Required work:
Copy each record exactly, word for word.

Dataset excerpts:
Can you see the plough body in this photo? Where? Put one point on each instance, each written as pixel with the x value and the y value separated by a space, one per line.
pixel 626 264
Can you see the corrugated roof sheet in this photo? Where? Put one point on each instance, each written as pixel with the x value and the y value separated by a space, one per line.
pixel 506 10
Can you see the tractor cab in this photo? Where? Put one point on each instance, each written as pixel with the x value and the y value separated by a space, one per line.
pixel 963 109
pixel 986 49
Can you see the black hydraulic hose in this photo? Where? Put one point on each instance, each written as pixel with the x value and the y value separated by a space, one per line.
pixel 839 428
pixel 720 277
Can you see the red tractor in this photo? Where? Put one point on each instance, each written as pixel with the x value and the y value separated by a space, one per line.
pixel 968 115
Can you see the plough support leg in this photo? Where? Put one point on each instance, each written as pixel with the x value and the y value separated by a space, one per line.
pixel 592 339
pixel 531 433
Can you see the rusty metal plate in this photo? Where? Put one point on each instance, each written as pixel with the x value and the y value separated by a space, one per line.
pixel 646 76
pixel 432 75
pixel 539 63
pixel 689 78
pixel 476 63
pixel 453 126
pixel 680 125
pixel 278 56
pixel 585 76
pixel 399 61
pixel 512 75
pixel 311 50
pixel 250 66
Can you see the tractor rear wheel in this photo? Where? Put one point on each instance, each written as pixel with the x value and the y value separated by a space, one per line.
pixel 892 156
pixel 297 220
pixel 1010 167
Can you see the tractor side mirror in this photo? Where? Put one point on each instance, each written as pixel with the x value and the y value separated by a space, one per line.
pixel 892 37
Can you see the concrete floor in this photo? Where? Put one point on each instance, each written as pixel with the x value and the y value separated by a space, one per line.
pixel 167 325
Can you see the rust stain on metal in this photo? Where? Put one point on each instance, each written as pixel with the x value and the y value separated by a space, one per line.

Expected output:
Can you see the plough body in this photo? Where? Put one point on each instance, each written as pixel with the x value and the y value separated by a space, one per line.
pixel 626 264
Can you see the corrugated roof sheet in this photo? Where? Put one point on each instance, each written as pixel with the x value and the y value separated by a space, one per line.
pixel 506 10
Can you see the tractor cab in this photo? Where? Put one point on each instance, each written as pixel with the x value and the y value separated by a space, one per line.
pixel 963 109
pixel 986 49
Can you see the black hydraulic hose in this photo? Where? Put one point on each instance, each written as pixel with the x value and the y value separated by a space, one per line.
pixel 839 428
pixel 720 277
Can you see the red tractor in this photo? Where? Put one point on each instance, each written as pixel with the x value and the y value separated by a space, one per line.
pixel 968 115
Can you see the plough support leg in this photo? Where? Put one point on each instance, each written as pixel with the x value and the y value separated by a space, one per line.
pixel 592 339
pixel 531 433
Can you see the rusty metal plate in this photo? Where? Put one point on each instance, each written as pixel with the x value and the y value separated by a space, one per line.
pixel 646 76
pixel 432 75
pixel 539 63
pixel 689 78
pixel 476 63
pixel 453 126
pixel 680 125
pixel 278 56
pixel 585 76
pixel 399 61
pixel 512 75
pixel 311 50
pixel 250 66
Can you see the tractor rear wheel in this photo? Where? Put one point on each instance, each written as pixel with the x value and the y value separated by a space, one per line.
pixel 892 156
pixel 297 220
pixel 1010 167
Can you see the tractor side mirror in this photo? Where? Put one point on each instance, each written as pixel with the x value and the y value separated by a space, one per line.
pixel 892 37
Can you see the concrete floor in this photo? Where? Put one point on each instance, each written as pixel with the x value and the y value separated by a space, one per line.
pixel 167 325
Can you see the rust stain on metal in this photo? Where? Put one point on each instance, each written as pixel with the x value and the y value separated by a space, one per line.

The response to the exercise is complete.